### REQUIREMENTS
Copy out all of the material below, scaling every x and y point coordinate in the answers by 2.1 and rounding to whole numbers, with halves rounded up. Keep all other text and numbers unchanged, including the sample coordinates in the wording, and leave the pictures out.

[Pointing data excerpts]
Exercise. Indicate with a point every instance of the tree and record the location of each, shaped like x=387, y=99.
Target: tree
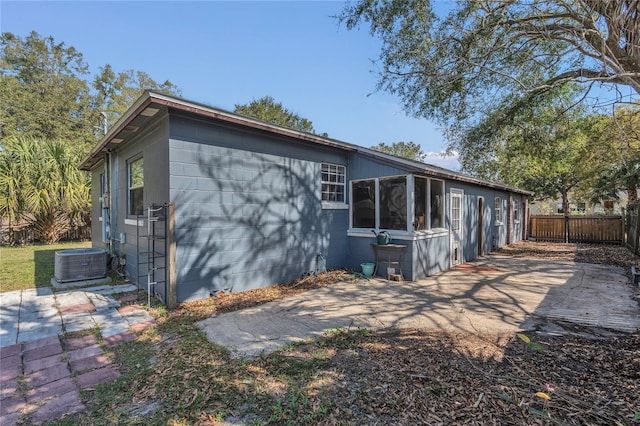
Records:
x=42, y=90
x=40, y=183
x=545, y=149
x=267, y=109
x=615, y=155
x=477, y=66
x=409, y=150
x=116, y=92
x=45, y=91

### ANSWER TO THE EXERCISE
Exercise. Indicate with a point every instance of the tree and record the location of each, shaped like x=387, y=99.
Target: tree
Records:
x=88, y=189
x=84, y=384
x=1145, y=313
x=561, y=229
x=1292, y=326
x=1002, y=139
x=859, y=315
x=244, y=193
x=95, y=191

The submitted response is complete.